YOUR TASK: Please carry on the glycoRNA commentary, starting right after its keywords line.

GlycoRNA: A new player in cellular communication

Abstract

The discovery of glycosylated RNA molecules, known as glycoRNAs, introduces a novel dimension to cellular biology. This commentary explores the transformative findings surrounding glycoRNAs, emphasizing their unique roles in cancer progression and the therapeutic opportunities they present. GlycoRNAs, through interactions with lectins and immune receptors, may contribute to tumor immune evasion. Moreover, the therapeutic potential of this emerging knowledge includes interventions targeting glycoRNA synthesis and modulation of associated signaling pathways. By highlighting these critical insights, this commentary aims to encourage the development of innovative strategies that could improve cancer prognosis and treatment.

Keywords: Cancer biology; GlycoRNA; Glycosylation; Immune evasion; Lectin interactions; RNA modifications; Therapeutic targets.

Records from a data source:
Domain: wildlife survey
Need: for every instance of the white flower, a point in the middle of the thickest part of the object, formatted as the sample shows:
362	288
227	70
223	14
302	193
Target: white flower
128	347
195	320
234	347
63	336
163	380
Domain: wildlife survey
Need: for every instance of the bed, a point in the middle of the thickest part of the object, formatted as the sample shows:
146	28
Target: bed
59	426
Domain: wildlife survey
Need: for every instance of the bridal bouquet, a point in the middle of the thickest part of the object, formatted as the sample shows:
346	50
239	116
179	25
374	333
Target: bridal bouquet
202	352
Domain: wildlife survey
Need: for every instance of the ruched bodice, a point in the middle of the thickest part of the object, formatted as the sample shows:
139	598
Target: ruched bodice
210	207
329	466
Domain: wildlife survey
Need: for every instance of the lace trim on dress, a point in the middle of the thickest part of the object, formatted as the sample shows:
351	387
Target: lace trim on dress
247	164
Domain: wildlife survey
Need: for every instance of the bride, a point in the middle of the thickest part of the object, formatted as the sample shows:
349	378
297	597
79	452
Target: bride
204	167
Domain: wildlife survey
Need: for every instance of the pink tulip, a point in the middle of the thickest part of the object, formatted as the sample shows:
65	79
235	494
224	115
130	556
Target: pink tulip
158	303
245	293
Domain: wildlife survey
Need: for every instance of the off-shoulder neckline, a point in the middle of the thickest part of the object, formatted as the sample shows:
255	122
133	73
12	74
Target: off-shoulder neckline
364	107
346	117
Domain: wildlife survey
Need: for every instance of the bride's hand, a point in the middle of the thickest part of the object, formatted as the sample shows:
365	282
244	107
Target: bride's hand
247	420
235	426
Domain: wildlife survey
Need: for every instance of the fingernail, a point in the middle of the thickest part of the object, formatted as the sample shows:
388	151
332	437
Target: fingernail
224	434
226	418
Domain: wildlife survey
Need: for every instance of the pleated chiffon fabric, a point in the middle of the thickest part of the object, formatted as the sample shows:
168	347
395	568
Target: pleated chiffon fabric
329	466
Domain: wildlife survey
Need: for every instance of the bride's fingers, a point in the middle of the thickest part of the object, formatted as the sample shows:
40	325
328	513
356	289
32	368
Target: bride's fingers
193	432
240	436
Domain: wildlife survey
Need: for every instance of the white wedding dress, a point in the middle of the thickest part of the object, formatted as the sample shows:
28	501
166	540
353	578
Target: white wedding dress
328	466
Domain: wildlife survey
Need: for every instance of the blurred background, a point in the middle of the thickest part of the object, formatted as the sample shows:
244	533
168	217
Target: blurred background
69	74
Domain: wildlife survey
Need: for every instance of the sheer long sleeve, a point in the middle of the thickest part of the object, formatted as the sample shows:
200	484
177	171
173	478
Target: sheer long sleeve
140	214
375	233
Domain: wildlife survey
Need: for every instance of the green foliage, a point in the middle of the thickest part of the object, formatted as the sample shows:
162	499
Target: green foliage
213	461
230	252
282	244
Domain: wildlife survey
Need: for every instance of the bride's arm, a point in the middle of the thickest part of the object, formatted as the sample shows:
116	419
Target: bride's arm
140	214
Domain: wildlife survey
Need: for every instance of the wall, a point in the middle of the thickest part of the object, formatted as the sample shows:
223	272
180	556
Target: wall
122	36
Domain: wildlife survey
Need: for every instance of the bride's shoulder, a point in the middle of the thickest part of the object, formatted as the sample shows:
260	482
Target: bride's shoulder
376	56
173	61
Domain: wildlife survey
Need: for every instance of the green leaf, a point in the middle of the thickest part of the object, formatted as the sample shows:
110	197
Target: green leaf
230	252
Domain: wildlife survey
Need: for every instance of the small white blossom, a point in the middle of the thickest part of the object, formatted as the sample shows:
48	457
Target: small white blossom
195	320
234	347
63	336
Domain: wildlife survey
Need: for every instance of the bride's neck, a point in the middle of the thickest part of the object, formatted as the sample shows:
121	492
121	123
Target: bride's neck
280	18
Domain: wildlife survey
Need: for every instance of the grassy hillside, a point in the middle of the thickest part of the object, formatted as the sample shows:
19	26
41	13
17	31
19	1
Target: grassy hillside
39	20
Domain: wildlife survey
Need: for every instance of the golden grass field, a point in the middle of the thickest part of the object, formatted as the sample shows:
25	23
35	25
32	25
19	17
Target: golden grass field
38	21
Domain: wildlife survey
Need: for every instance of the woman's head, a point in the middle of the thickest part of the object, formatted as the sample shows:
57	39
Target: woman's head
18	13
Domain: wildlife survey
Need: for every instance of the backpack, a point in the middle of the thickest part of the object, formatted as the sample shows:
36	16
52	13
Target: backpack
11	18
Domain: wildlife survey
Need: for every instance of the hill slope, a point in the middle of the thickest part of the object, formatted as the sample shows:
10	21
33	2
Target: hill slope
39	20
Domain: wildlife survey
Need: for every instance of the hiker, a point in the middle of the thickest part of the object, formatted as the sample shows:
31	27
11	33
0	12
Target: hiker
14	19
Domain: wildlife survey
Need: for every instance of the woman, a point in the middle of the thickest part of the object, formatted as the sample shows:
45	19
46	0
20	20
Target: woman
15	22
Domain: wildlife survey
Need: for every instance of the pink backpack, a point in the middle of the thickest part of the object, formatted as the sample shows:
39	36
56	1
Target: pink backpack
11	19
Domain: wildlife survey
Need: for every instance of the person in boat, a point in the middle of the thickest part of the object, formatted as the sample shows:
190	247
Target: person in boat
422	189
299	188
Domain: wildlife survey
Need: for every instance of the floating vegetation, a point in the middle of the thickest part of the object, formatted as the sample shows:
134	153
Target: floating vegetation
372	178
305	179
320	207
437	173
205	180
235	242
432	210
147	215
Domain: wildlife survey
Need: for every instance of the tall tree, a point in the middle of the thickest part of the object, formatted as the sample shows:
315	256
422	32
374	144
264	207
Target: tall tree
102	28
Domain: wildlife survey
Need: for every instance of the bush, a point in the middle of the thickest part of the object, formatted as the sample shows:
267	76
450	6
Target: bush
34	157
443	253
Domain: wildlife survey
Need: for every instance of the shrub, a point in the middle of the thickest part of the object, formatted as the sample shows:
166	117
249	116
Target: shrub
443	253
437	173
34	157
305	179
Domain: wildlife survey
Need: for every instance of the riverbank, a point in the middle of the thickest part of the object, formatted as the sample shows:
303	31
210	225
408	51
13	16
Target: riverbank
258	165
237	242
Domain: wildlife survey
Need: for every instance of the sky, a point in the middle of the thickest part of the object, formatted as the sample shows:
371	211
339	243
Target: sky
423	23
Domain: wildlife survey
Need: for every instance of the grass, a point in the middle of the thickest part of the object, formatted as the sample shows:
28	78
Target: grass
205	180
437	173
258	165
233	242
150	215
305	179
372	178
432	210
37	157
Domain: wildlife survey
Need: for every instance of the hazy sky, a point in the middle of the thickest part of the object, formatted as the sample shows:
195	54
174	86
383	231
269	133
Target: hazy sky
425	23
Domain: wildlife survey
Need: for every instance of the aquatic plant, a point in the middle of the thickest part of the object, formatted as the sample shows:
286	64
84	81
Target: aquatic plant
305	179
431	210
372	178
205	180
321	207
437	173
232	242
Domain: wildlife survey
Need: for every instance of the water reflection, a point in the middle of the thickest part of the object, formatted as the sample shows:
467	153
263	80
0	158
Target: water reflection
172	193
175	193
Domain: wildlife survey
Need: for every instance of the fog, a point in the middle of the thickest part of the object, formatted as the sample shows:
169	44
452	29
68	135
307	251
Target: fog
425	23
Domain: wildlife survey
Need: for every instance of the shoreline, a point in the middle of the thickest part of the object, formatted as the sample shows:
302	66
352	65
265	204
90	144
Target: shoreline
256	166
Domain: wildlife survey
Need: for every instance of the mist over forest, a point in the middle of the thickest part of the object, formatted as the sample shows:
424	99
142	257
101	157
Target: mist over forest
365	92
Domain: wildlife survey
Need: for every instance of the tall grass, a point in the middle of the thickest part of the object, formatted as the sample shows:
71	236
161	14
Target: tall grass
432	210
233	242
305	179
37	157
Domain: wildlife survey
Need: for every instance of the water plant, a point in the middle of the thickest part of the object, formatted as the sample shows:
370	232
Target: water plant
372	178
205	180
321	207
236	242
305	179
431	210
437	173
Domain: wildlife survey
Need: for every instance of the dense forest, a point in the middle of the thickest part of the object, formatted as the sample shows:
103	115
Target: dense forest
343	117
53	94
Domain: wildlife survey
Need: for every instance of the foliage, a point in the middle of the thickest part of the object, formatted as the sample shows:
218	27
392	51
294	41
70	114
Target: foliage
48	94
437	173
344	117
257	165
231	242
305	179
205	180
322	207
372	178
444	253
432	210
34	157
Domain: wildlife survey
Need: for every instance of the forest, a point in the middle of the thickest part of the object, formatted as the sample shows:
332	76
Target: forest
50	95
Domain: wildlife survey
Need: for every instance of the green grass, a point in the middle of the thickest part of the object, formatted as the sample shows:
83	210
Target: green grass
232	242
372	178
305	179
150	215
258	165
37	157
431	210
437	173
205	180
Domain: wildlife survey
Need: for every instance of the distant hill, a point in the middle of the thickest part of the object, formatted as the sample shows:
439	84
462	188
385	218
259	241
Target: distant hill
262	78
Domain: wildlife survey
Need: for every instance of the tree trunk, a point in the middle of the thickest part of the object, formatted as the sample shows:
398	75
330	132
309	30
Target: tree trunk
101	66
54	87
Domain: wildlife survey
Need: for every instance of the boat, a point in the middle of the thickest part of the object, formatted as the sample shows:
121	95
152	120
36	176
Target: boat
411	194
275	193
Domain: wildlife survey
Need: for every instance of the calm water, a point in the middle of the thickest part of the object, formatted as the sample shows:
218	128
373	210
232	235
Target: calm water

TASK ANSWER:
Figure 1. Mechanism of glycoRNA biosynthesis and surface localization. GlycoRNAs undergo a biosynthetic pathway that begins with the modification of specific RNA molecules by the addition of acp3U (3-(3-amino-3-carboxypropyl)uridine), facilitated by the enzyme DTWD2. Following this modification, N-linked glycans are attached to the acp3U site, creating glycoRNAs. These glycoRNAs are subsequently transported through cellular compartments and ultimately displayed on the cell surface.

Figure 2. GlycoRNA interaction with SIGLECs (sialic acid-binding immunoglobulin-like lectins) on suppressive immune cells. GlycoRNA displayed on the surface of cancer cells interacts with SIGLEC receptors on suppressive immune cells. By binding to SIGLECs, glycoRNA may trigger inhibitory signaling pathways that contribute to immune suppression within the tumor microenvironment. This interaction enables cancer cells to evade immune detection and promotes tumor growth by dampening the immune response.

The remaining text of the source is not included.